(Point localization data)
────
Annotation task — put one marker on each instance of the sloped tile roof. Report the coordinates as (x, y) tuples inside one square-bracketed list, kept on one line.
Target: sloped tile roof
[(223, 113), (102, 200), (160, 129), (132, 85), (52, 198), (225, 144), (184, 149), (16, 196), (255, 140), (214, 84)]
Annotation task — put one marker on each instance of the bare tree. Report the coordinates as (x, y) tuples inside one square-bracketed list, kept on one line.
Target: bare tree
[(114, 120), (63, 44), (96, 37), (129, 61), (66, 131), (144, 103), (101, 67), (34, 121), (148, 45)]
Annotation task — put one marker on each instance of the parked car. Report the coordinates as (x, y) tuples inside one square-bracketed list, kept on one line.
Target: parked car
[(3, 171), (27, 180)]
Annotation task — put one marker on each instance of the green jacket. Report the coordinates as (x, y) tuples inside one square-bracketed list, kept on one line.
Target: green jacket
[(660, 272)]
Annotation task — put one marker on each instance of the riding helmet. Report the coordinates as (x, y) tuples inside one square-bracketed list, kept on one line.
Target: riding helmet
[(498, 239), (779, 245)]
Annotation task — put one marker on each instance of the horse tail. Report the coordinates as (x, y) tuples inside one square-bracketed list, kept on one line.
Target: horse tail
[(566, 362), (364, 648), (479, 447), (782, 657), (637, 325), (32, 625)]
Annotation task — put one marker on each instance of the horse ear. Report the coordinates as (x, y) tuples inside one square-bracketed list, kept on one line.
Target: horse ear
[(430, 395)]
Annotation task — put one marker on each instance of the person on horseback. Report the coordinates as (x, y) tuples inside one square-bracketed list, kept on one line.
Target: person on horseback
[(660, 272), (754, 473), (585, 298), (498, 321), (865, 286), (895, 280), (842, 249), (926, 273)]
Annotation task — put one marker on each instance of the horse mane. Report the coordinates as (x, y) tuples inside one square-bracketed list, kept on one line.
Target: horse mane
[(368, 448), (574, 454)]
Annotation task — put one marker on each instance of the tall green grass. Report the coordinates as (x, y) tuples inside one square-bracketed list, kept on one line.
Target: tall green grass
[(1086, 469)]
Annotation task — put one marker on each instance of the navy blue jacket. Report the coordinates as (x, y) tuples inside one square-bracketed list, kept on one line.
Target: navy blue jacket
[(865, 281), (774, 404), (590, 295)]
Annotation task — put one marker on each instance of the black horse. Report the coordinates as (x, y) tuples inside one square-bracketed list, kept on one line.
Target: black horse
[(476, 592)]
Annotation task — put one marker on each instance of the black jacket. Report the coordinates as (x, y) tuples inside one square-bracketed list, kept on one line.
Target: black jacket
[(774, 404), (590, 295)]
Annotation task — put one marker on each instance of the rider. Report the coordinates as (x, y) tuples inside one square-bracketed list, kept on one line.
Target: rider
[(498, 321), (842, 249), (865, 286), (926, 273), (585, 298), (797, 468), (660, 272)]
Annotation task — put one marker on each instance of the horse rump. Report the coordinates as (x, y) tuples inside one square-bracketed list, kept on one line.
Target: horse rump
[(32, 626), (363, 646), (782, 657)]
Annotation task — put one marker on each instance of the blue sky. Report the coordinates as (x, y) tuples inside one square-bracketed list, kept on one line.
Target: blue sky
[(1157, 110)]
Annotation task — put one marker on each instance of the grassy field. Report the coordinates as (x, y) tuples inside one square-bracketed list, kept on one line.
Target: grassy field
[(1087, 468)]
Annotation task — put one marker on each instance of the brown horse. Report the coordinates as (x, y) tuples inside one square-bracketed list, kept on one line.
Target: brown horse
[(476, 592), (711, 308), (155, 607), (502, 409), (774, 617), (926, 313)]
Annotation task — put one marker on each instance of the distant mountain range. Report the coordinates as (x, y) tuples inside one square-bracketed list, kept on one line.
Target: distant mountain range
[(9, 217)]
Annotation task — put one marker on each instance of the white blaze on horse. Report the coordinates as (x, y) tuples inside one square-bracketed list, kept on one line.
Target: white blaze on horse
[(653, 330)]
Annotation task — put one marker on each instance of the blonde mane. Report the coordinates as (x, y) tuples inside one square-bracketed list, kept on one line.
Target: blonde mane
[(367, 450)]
────
WHAT IS EXPECTED
Your answer must be the line containing "Target: white blaze on horse" through the last line above, copied exactly, with nothing added.

OUTPUT FOR THIS TASK
Target: white blaze on horse
[(653, 330)]
Annotation task — put one marker on each instance of the blonde mane. Report the coordinates as (x, y) tuples inside one square-bracketed list, kept on one line.
Target: blonde mane
[(367, 450)]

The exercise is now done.